▶ [SHORT TASK]
Edit the material below by replacing each "integer" with "whole-number" and leaving every other word unchanged.

+++ GIVEN ENTRIES

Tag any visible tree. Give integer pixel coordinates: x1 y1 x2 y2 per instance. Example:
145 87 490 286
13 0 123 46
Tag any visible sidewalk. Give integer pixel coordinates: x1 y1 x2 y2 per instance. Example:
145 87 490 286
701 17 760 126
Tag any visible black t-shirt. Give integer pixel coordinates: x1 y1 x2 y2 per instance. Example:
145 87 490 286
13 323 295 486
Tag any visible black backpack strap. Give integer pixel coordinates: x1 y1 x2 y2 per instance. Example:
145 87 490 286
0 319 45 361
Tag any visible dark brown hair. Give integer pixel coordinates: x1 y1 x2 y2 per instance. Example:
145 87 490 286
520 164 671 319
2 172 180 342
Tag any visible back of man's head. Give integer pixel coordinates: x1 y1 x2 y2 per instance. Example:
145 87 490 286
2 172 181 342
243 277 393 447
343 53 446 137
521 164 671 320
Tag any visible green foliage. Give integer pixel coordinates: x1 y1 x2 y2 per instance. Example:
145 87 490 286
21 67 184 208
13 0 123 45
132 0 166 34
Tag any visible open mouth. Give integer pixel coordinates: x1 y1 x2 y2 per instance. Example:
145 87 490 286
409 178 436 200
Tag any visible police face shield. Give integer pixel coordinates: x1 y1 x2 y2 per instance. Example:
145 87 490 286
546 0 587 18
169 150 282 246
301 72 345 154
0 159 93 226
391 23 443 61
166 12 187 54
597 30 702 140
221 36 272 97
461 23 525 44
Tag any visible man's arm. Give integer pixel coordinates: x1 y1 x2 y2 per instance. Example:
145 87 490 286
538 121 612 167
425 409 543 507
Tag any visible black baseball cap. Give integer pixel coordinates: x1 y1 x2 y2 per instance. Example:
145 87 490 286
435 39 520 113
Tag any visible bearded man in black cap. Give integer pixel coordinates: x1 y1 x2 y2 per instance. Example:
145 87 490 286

++++++

▶ [WRITTEN SOLUTION]
Tag any visible tree. Give whole-number pixel coordinates: x1 y1 x2 y2 per instance. Example:
145 87 490 286
13 0 123 46
Tag any visible sidewalk. Give whole-number pixel coordinates: x1 y1 x2 y2 per instance. Example:
145 87 490 286
701 17 760 126
Tag any visible black t-shirt. Give whole-number pixel coordinates: x1 y1 x2 y2 per instance. Example:
145 87 490 286
13 323 295 486
Tag any visible black backpack strap. Give whole-number pixel coordinates: x1 y1 x2 y2 per instance. Example:
145 87 490 286
0 319 45 361
Tag any visible dark brown hair. Give whole-number pixel coordinates: x1 y1 x2 y2 per instance. Example:
145 87 490 286
520 164 671 319
2 172 180 342
Tag any visible back of man's head. Give whole-number pixel coordinates: x1 y1 x2 y2 per instance. Example:
145 87 490 286
2 172 181 342
243 277 393 447
343 53 446 137
521 164 671 320
Tag any visible green foliage. Give whole-number pixel coordinates: x1 y1 x2 y2 per instance. Example:
145 87 490 286
21 67 184 208
13 0 123 45
132 0 166 34
Tag any visible open mouth. Give whole-number pixel coordinates: x1 y1 x2 y2 per instance. Example:
145 87 490 286
409 178 436 200
Tag any visible police face shield. Give whole-number pixel coordinates: x1 y1 x2 y2 per instance. Example:
145 87 490 286
546 0 587 18
169 150 282 246
301 72 345 154
0 159 93 226
391 23 443 61
166 12 187 54
597 30 702 140
221 36 272 97
461 23 525 44
Tag any visible man's arm. Give whole-number pixel coordinates: x1 y1 x2 y2 per instance. Example:
145 87 490 286
538 121 612 167
425 409 543 507
Tag any visible black baseball cap. Give whole-number pixel coordinates: x1 y1 x2 y2 per instance. Example:
145 87 490 286
435 39 520 113
Tag any visible bearded man in black cap. Give whole-number pixel coordinates: x1 y1 x2 y2 per instance. Example:
145 87 490 286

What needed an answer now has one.